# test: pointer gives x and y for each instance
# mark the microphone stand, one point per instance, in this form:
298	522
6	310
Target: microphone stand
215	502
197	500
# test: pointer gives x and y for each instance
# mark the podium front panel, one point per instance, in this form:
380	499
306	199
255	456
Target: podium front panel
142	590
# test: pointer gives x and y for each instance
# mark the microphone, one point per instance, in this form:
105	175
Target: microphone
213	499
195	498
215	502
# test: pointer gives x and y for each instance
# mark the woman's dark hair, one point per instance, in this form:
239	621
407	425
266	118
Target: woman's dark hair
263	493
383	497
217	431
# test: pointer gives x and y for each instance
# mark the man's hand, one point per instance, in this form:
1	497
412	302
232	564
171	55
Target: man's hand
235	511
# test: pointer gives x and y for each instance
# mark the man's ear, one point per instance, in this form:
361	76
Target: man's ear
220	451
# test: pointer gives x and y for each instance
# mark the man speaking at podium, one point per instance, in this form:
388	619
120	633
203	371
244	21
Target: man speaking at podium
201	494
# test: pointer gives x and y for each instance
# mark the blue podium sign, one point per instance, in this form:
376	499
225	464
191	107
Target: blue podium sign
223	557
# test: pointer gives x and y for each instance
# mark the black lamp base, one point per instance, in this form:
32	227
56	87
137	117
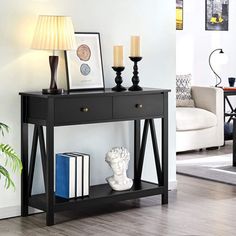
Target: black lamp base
53	91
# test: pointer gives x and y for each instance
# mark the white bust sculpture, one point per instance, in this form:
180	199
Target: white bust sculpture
118	159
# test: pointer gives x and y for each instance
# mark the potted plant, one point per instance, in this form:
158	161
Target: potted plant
11	159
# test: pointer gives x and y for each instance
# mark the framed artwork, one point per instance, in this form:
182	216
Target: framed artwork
179	15
84	67
217	15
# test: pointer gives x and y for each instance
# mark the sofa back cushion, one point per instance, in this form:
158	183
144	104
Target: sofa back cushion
183	91
191	118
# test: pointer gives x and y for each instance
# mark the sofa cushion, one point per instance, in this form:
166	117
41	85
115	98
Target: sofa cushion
191	118
183	91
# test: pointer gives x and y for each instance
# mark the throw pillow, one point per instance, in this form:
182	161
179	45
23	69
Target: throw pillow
183	91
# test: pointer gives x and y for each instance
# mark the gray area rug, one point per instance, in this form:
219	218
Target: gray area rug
216	168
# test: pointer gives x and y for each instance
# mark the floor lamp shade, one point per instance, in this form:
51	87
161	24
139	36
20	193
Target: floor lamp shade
53	33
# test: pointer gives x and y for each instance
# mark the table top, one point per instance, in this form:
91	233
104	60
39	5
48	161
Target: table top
105	92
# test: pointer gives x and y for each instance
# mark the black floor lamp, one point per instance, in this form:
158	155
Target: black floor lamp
217	76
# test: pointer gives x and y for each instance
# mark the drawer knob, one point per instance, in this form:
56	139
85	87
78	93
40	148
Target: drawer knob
84	109
138	105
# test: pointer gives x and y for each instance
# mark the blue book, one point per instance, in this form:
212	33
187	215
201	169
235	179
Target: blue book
66	176
83	172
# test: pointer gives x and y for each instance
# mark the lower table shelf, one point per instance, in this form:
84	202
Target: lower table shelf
99	194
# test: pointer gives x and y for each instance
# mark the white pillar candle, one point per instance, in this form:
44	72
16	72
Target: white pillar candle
135	46
118	56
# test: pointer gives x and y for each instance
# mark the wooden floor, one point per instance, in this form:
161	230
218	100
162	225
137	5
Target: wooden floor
199	207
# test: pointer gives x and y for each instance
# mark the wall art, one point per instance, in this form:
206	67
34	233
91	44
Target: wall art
217	15
84	64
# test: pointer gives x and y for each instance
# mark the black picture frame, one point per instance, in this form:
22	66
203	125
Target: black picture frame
84	65
179	14
217	15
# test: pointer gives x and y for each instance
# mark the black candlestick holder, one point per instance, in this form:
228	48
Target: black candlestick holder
135	78
118	79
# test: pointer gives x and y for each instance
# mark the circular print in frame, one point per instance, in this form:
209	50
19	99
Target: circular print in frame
85	69
83	52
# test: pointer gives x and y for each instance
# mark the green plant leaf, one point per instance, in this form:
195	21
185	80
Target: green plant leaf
3	127
8	180
11	157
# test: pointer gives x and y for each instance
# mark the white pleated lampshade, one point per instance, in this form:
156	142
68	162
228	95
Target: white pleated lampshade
54	33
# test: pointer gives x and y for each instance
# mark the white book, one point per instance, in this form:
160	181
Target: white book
72	178
79	173
79	176
85	172
86	176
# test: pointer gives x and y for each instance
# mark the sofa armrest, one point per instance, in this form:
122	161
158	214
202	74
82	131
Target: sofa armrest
209	98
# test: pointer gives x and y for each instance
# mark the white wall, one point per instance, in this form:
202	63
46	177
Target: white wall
23	69
194	45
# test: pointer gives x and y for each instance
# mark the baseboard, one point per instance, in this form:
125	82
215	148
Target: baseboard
172	185
14	211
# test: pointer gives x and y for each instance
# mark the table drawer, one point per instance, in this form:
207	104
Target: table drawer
138	106
82	110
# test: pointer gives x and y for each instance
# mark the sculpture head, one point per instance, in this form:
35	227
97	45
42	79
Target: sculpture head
118	159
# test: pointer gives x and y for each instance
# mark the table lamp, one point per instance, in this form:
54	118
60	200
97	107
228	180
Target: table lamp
217	76
53	33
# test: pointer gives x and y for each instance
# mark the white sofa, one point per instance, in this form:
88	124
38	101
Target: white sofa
201	126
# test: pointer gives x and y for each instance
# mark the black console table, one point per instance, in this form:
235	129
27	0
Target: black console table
83	108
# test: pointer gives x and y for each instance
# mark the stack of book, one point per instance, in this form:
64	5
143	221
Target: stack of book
72	175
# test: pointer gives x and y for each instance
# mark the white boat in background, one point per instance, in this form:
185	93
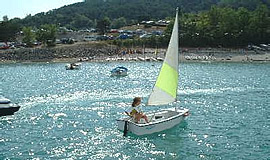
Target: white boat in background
73	66
119	71
164	93
7	108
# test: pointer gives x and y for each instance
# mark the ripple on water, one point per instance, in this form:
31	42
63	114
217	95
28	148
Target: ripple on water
71	114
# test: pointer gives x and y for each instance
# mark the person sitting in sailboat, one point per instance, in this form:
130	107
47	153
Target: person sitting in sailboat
136	112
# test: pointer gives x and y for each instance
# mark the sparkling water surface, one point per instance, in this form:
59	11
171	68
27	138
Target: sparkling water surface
71	114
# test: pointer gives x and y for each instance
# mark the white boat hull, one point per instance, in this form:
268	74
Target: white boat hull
119	74
159	121
75	66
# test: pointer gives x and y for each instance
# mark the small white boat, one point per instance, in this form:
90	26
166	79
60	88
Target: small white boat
119	71
163	93
159	121
7	108
73	66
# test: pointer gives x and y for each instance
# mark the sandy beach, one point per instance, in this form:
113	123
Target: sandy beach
85	52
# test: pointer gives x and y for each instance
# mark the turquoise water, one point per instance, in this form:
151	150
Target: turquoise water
71	114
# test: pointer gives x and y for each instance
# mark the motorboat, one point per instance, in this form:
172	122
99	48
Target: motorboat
119	71
7	107
73	66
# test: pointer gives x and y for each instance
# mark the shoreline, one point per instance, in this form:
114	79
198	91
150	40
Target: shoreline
86	52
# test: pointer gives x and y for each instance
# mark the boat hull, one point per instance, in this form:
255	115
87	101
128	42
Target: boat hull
75	66
159	121
9	110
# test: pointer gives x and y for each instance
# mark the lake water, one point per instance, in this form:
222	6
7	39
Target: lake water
70	114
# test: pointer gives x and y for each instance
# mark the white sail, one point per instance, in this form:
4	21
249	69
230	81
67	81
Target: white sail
165	89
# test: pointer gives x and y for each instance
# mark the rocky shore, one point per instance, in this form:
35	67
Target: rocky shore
98	52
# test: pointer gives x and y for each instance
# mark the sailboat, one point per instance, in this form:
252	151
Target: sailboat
163	93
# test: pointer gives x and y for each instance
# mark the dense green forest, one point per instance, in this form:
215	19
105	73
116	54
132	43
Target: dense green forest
85	14
228	23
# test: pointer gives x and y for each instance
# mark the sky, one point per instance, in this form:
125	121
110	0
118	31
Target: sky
21	8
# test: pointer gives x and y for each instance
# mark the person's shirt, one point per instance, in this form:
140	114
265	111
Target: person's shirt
133	110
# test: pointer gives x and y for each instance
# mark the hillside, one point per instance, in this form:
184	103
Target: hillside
85	14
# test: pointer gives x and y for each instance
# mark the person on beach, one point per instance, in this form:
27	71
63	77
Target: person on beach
135	111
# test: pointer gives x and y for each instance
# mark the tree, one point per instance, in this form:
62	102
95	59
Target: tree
119	22
47	34
103	25
5	18
28	36
8	31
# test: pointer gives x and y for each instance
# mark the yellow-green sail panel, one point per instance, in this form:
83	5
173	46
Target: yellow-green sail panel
165	89
168	80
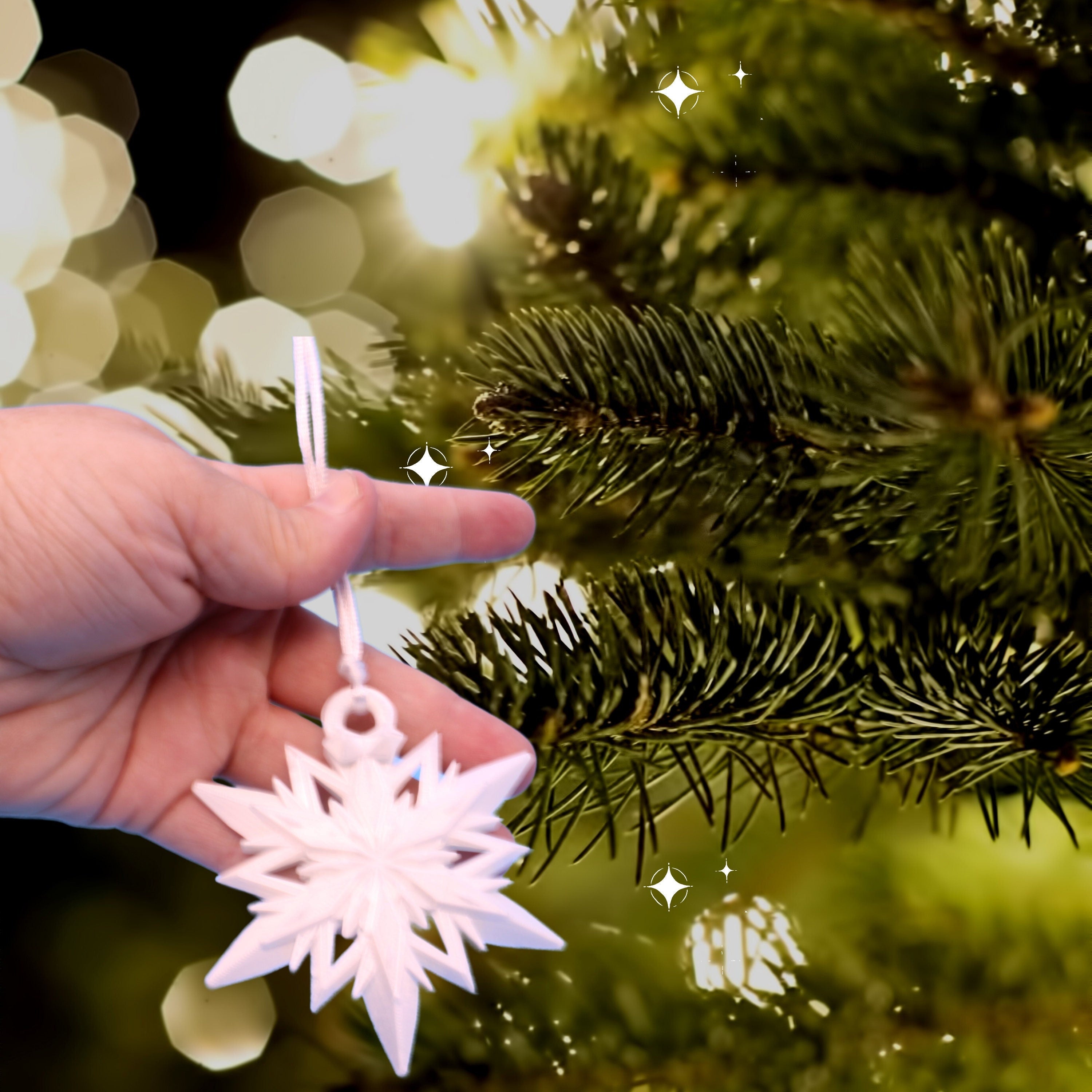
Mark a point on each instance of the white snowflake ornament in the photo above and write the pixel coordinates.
(373, 862)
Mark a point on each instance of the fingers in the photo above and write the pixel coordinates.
(189, 829)
(413, 526)
(304, 673)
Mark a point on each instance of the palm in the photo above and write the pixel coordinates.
(125, 678)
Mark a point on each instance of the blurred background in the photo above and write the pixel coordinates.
(183, 189)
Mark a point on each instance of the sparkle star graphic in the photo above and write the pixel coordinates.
(677, 92)
(670, 887)
(426, 468)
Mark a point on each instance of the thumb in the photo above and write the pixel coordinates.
(254, 555)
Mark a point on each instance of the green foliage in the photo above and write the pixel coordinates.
(676, 407)
(967, 698)
(670, 683)
(948, 420)
(601, 223)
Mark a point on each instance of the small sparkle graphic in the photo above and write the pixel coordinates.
(677, 92)
(669, 886)
(426, 468)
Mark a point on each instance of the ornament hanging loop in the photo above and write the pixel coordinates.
(356, 675)
(312, 428)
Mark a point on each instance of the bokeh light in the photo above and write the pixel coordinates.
(365, 149)
(292, 99)
(302, 247)
(18, 326)
(34, 232)
(384, 621)
(82, 82)
(443, 206)
(219, 1029)
(127, 245)
(67, 393)
(745, 947)
(176, 302)
(76, 331)
(20, 41)
(255, 337)
(83, 186)
(528, 585)
(353, 340)
(117, 171)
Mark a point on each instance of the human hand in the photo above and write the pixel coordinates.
(149, 629)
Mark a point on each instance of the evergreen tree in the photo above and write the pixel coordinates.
(801, 385)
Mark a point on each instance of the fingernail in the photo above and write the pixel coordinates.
(341, 494)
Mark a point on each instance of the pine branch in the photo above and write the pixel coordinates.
(969, 700)
(673, 685)
(600, 223)
(668, 407)
(977, 383)
(951, 420)
(669, 686)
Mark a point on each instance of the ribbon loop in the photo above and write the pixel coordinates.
(312, 427)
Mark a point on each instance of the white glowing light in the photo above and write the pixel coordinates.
(443, 206)
(18, 327)
(115, 166)
(528, 585)
(292, 99)
(554, 13)
(385, 622)
(669, 886)
(218, 1029)
(255, 336)
(746, 950)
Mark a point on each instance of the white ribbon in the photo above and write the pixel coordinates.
(312, 426)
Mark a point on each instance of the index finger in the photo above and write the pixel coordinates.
(414, 526)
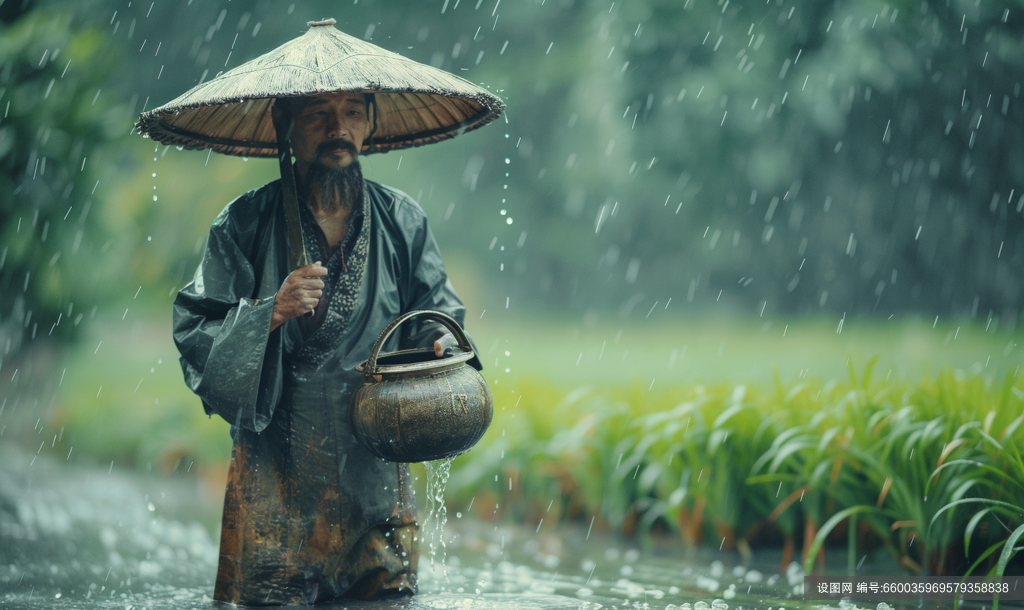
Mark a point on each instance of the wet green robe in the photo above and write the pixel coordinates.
(309, 514)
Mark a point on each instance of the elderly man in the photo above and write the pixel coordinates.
(270, 342)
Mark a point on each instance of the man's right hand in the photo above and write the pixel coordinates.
(299, 295)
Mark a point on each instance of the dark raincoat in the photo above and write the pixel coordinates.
(309, 514)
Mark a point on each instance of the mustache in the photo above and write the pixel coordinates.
(336, 144)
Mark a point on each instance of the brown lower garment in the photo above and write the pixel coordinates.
(291, 535)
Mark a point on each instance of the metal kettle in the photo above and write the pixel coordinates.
(423, 407)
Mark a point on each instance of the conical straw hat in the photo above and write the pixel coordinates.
(417, 103)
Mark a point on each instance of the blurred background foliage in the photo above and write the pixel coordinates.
(792, 157)
(684, 204)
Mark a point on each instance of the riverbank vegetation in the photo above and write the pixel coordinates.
(929, 471)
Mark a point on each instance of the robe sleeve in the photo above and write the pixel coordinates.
(228, 355)
(428, 288)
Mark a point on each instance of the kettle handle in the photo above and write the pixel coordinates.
(434, 315)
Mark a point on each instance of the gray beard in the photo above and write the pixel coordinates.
(337, 188)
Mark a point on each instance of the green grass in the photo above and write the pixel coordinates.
(714, 432)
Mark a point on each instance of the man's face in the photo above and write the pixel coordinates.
(329, 130)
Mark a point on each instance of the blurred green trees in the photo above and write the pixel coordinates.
(54, 121)
(782, 158)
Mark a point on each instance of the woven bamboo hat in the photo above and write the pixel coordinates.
(417, 104)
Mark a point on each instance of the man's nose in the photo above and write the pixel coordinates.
(335, 128)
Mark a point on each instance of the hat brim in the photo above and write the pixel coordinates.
(418, 104)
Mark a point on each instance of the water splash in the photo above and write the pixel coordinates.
(433, 525)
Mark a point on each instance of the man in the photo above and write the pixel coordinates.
(309, 515)
(270, 344)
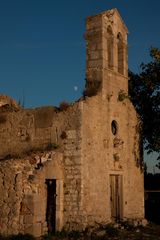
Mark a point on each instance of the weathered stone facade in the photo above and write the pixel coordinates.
(72, 168)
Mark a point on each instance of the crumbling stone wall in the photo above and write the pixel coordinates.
(83, 147)
(31, 129)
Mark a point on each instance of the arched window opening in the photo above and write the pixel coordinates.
(120, 54)
(114, 127)
(110, 47)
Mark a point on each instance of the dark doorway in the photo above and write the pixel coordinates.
(116, 196)
(51, 205)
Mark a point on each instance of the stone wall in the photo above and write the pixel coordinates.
(31, 129)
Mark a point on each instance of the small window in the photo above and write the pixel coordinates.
(114, 127)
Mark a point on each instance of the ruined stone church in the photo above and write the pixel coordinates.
(80, 164)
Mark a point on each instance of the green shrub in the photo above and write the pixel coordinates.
(122, 95)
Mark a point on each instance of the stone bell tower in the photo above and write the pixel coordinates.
(107, 60)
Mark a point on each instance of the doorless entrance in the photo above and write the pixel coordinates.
(51, 205)
(116, 196)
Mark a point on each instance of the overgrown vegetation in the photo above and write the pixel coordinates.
(122, 95)
(144, 90)
(91, 88)
(2, 119)
(118, 231)
(18, 237)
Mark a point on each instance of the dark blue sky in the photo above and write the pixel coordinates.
(42, 50)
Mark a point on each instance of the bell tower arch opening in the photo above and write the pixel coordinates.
(110, 47)
(120, 53)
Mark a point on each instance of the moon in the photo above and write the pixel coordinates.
(75, 88)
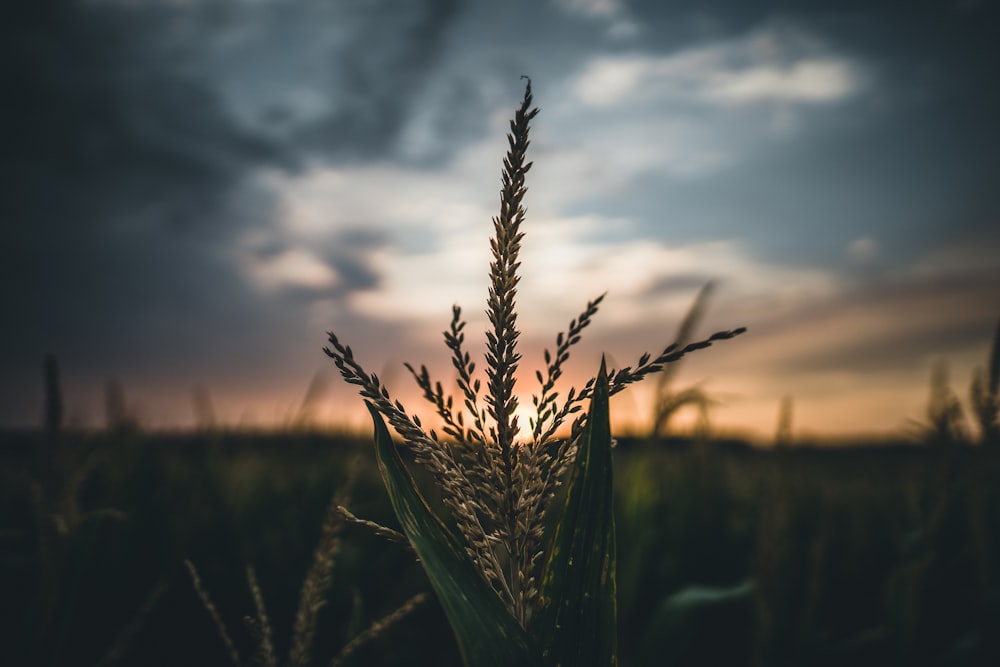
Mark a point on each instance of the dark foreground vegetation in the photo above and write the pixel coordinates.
(879, 555)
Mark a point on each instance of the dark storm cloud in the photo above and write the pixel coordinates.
(378, 75)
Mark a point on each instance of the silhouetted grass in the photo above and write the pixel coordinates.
(728, 555)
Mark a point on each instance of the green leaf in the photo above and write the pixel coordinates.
(578, 620)
(487, 634)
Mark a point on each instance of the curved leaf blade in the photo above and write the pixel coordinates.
(487, 635)
(578, 622)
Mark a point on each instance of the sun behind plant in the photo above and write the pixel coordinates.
(497, 487)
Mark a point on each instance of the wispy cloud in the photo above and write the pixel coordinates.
(778, 64)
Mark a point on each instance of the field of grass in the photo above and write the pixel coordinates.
(727, 555)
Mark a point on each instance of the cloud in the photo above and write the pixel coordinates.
(776, 64)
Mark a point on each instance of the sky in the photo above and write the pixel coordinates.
(196, 191)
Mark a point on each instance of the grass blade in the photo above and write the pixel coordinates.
(487, 635)
(578, 623)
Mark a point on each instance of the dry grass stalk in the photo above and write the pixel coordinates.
(209, 606)
(497, 488)
(377, 628)
(261, 625)
(315, 588)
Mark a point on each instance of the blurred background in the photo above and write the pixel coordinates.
(196, 191)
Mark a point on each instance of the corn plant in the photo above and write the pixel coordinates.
(513, 592)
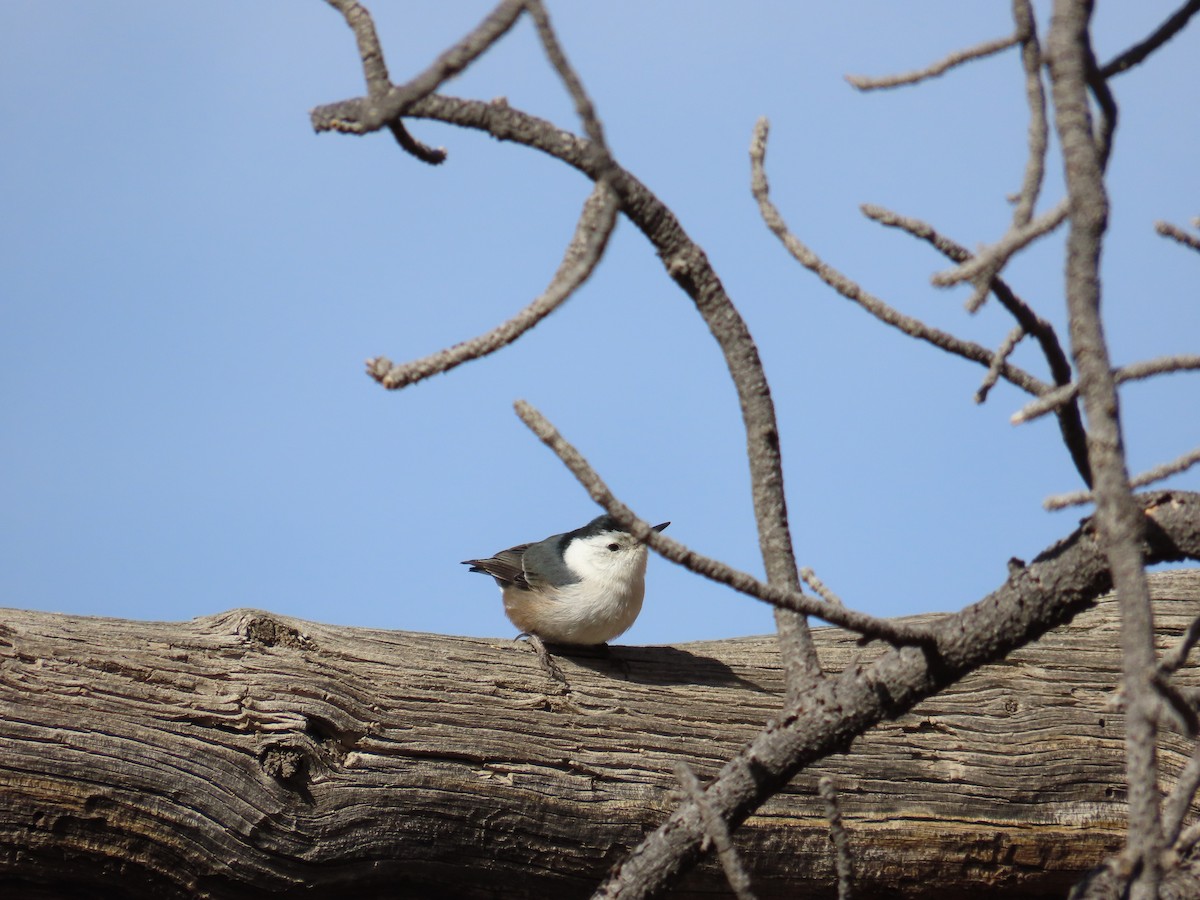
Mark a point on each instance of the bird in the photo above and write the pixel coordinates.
(582, 587)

Work request - Take the stretch of lines above from the one containing "# mark the hillside, one" through the one containing "# mark the tree, one" and repeat it exactly, adding no other line.

Reply -
# mark the hillside, one point per instance, in this form:
184	103
Target: hillside
85	14
# test: pointer gives x and y for each instance
# mark the person on beach, one point per instance, in this form:
27	71
63	77
Target: person on beach
135	111
# test: pointer gives x and y for each instance
# mark the tree, one point per instance, in this form:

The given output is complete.